Records
>>>

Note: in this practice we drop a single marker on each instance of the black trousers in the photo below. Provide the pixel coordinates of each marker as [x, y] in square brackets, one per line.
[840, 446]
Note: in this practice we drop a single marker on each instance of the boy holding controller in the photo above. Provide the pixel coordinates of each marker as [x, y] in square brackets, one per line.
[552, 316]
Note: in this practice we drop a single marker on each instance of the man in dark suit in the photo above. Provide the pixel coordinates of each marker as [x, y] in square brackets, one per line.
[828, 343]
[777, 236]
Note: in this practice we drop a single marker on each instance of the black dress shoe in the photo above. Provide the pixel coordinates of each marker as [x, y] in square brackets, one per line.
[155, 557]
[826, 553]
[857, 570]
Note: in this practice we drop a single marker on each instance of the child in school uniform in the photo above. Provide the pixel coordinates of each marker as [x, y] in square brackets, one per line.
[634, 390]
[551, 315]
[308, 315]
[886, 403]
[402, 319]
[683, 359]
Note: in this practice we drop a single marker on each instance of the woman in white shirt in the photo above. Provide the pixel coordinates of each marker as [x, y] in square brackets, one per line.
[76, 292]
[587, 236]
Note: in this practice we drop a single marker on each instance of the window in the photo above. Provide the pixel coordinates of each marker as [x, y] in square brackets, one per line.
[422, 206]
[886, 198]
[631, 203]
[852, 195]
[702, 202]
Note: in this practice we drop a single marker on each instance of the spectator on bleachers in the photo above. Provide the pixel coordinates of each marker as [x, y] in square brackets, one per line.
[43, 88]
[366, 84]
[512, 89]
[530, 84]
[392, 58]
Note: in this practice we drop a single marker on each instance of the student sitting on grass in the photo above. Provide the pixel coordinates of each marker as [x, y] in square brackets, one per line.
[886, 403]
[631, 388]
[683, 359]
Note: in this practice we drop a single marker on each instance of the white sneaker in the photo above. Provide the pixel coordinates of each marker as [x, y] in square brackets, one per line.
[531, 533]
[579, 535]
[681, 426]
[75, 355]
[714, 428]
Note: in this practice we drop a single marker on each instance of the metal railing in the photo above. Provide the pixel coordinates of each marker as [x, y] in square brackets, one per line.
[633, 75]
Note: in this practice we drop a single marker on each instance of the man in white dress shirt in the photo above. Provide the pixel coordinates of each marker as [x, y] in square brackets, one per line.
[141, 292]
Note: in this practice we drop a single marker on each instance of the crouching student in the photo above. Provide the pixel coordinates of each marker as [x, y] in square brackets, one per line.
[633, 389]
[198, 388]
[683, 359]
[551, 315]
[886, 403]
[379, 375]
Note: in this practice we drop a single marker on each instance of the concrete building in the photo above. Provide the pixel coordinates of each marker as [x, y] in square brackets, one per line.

<<<

== GIVEN PROBLEM ==
Starting from the line containing "of the white" and ending with the final line of the data, reproduce each line exactly as it appears, including no other lines.

== OUTPUT OF THE TASK ==
Note: in this practice we drop a single marker on each instance of the white sneaker in the photo above. Provide the pixel coordinates of each marker as [x, y] in square brackets, one per line.
[531, 533]
[579, 535]
[681, 426]
[75, 355]
[714, 428]
Note: in this practice we drop a single marker on each instance of the metal railing in the photo above. Provide the pixel coordinates of each marker as [x, y] in square brackets, one per line.
[633, 75]
Note: in this practice we drop a single marker on each instance of the man in white dress shirt in the photo above. Provide the pixel coordinates of each marker as [x, y] in square brackets, one per line.
[141, 292]
Note: in this practice we drop a single marker on each instance of the crouching student in the photo above. Provide the pixel coordinates of each marker as [x, y] in square brackets, one per line.
[633, 389]
[198, 388]
[683, 359]
[551, 315]
[886, 403]
[379, 375]
Note: in this practice we drop a single marker on each instance of the concrete building in the photo above. Provide the pixel coordinates of each marker as [x, y] in square brackets, one per line.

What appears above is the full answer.